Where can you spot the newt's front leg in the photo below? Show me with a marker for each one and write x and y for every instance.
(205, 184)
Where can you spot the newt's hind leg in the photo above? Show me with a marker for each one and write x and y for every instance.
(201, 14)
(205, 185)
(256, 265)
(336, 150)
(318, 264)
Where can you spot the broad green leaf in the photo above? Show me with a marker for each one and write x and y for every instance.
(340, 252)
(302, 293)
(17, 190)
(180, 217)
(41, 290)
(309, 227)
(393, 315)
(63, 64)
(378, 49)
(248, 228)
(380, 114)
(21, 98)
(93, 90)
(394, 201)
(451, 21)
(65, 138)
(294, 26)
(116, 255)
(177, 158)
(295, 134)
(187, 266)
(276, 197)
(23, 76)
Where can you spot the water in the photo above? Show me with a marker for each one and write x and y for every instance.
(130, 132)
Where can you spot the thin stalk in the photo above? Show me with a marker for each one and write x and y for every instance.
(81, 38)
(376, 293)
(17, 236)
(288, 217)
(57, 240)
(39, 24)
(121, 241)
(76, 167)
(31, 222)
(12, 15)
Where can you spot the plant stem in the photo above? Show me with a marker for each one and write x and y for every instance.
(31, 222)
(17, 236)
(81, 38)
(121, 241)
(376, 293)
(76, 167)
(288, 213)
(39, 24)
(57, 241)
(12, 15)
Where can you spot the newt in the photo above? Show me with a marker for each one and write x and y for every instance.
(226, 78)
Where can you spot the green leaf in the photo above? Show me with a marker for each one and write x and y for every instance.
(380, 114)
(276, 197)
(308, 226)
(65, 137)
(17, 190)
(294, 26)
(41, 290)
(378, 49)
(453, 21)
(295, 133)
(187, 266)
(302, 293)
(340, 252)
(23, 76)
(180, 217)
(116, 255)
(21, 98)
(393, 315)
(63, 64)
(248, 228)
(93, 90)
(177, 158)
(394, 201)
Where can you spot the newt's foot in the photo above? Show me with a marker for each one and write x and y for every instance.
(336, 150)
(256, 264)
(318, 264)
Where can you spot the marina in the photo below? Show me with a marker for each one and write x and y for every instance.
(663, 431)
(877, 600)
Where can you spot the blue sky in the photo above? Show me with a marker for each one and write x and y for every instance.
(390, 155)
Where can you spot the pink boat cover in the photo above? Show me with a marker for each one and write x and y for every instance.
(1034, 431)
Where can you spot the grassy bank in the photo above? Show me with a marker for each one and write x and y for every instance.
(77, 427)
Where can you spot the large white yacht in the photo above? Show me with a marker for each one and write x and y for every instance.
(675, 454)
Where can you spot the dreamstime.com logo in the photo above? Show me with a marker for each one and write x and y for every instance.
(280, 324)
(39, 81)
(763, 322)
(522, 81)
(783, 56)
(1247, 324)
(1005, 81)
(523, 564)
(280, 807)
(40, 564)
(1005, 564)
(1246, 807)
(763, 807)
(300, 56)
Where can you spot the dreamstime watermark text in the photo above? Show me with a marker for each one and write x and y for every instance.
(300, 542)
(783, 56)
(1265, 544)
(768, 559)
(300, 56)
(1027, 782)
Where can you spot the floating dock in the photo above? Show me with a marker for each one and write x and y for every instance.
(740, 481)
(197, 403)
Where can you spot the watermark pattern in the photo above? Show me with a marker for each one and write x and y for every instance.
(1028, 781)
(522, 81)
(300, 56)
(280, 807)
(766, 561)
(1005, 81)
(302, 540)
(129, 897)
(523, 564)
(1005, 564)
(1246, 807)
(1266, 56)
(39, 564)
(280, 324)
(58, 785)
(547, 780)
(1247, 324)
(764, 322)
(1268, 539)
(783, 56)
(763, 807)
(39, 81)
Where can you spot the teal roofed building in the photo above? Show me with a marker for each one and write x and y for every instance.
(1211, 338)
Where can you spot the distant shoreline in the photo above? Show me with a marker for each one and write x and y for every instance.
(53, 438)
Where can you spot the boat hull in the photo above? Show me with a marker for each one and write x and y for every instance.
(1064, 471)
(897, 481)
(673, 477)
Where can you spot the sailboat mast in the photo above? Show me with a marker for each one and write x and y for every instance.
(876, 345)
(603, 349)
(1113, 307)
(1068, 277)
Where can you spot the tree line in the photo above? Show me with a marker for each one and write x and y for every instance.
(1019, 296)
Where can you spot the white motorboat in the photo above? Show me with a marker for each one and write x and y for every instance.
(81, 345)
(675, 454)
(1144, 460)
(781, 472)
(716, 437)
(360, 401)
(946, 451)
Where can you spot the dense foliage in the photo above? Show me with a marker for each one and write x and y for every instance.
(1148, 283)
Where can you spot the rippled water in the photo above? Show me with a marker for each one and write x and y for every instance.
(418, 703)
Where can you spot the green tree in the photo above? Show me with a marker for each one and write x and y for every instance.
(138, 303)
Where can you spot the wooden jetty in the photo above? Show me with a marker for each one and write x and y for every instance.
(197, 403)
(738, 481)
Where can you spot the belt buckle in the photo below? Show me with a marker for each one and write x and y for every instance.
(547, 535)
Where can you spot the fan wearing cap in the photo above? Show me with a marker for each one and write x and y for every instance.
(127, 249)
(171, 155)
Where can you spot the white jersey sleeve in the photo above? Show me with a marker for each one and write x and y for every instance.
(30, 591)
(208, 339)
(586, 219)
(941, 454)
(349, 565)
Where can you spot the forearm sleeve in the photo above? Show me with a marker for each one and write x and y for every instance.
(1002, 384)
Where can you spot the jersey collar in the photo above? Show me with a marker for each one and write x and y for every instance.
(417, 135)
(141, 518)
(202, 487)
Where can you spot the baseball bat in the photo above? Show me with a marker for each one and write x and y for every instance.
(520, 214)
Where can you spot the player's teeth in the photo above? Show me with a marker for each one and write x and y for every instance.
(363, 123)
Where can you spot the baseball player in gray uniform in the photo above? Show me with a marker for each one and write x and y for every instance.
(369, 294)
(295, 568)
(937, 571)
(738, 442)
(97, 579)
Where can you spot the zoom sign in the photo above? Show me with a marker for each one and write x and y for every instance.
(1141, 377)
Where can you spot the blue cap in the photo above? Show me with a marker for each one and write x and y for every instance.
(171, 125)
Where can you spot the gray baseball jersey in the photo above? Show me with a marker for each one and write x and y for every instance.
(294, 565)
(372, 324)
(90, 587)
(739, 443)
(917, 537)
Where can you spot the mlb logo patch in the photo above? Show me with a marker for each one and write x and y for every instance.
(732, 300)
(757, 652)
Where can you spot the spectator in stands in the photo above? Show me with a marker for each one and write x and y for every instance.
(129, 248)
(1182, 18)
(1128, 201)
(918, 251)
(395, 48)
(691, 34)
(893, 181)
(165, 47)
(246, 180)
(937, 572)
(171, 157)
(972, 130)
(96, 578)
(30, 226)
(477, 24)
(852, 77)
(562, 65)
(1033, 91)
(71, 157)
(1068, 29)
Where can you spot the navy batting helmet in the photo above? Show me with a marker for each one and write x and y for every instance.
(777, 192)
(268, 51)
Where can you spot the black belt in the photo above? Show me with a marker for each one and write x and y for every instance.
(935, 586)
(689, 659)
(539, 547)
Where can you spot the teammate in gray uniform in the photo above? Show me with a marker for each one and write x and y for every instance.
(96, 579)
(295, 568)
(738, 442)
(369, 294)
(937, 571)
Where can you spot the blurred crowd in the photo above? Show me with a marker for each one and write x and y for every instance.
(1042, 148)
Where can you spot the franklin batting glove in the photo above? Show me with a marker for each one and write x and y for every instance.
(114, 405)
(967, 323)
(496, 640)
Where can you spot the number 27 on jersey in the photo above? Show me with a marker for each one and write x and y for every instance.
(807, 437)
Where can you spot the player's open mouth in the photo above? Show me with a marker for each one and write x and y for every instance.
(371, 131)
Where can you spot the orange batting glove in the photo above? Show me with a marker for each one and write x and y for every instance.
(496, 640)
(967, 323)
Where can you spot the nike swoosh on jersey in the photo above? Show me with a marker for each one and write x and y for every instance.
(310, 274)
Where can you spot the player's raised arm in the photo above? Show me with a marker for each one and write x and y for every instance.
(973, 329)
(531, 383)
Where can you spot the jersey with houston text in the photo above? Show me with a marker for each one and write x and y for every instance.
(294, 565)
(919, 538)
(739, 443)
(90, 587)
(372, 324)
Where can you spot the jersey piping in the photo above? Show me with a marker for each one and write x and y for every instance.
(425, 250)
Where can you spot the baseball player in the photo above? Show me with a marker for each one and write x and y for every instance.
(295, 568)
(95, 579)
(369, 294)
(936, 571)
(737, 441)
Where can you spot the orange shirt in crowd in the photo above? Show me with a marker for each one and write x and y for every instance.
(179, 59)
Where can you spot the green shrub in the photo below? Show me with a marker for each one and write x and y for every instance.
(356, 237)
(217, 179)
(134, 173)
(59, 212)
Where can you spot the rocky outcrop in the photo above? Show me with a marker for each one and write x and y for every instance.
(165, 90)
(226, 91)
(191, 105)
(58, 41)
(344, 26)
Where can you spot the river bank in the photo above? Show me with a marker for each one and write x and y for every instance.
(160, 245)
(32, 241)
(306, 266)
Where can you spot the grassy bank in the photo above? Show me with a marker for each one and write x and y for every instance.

§ §

## To do
The required output is every line of the entries, starting at the one that contains "Where can you spot the green shrub" and ending at the last, copied exactly.

## Final answer
Where can you spot the green shrub in the photo below? Show me with a marker for each one and write x and y for every instance.
(356, 237)
(217, 179)
(134, 173)
(59, 212)
Where can you spot the rocky outcrop in the photo above? Show me with a marker for each one and write x and y for every instance.
(165, 90)
(226, 91)
(191, 105)
(58, 41)
(344, 26)
Where can you spot the river bank in the photo above? Show me with a marker for each one and write x and y for every instance.
(160, 245)
(32, 241)
(306, 266)
Where can you spot the grassy bank in the photo above? Show me with a marker for each one and write x and y for every instance.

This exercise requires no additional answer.